## START Text segment

“Life
is never easy for those who dream.” – Robert James Waller
Born on this date in 1939, Waller is
best known for The Bridges of Madison County, an enormously successful
book and subsequent movie starring Meryl Streep and Clint Eastwood. In 2014 it also became a top Broadway
musical. I had the chance to visit
Madison County last fall and while the much-viewed bridges are cool, I was
equally impressed by the Madison County Courthouse in Winterset, which also is the
birthplace of John Wayne. So, I shot
photos of those instead.
Waller, who died in Texas earlier this year, didn't become a writer until later in his life. He was first enamored by business – the
subject for both his Ph.D. and teaching and leadership positions at his alma
mater, The University of Northern Iowa.

## END Text segment
## START Material

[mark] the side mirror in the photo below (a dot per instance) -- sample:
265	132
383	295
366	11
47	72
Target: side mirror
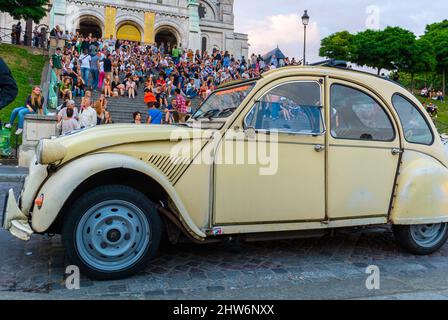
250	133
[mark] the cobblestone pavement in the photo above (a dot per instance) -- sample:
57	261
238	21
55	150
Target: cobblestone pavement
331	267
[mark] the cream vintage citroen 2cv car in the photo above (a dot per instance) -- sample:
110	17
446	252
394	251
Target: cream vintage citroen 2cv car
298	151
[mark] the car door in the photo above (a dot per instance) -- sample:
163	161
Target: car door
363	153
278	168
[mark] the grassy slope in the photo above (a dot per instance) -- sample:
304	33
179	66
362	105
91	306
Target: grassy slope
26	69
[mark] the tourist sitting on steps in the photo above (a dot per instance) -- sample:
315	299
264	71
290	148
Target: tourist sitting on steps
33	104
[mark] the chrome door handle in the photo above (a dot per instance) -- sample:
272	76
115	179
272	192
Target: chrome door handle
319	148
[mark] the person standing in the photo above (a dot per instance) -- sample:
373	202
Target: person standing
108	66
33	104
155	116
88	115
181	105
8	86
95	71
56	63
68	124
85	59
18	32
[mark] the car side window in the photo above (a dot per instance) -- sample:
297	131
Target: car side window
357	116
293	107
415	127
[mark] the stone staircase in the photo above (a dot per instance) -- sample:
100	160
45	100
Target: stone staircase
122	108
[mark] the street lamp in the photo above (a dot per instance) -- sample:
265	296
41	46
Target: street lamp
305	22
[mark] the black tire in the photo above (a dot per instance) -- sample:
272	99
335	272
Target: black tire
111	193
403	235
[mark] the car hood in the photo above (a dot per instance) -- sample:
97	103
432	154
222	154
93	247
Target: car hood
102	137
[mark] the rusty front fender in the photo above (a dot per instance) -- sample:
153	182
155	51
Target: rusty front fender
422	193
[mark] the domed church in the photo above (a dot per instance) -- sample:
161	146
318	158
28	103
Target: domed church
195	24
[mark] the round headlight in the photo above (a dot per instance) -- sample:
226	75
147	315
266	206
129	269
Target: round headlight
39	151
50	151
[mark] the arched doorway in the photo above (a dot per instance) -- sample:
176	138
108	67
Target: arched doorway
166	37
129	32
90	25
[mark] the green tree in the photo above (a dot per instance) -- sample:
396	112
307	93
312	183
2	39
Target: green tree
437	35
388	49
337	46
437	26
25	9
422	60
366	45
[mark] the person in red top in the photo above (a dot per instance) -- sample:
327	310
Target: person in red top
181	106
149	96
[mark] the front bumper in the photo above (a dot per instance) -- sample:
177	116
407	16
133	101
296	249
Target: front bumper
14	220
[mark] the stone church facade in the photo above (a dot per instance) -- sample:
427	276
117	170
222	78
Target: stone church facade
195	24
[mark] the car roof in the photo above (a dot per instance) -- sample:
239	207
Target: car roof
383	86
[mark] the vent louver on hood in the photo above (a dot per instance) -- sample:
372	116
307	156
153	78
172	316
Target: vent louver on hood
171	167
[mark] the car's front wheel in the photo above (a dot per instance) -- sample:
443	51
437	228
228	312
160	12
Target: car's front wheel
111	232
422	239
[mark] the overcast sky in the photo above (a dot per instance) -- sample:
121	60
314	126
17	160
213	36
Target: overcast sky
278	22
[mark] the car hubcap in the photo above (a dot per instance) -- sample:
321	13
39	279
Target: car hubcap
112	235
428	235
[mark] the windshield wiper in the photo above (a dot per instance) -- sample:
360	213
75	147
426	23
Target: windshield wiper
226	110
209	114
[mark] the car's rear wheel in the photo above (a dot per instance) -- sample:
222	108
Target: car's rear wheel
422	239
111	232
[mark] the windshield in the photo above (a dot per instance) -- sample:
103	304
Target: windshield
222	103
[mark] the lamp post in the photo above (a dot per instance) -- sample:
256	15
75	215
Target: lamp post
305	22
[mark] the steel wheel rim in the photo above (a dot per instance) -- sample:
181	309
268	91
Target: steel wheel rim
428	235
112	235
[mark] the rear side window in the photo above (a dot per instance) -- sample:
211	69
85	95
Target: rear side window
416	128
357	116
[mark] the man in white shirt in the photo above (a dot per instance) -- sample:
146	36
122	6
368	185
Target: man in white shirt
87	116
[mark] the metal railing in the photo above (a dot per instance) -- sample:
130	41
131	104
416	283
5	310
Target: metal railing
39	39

## END Material

### Things to do
1 - According to the post about Robert James Waller, where did he study and later teach and hold leadership positions?
2 - Which people are named in the post about Robert James Waller?

### Problem solutions
1 - The University of Northern Iowa.

2 - Robert James Waller, Meryl Streep, Clint Eastwood, John Wayne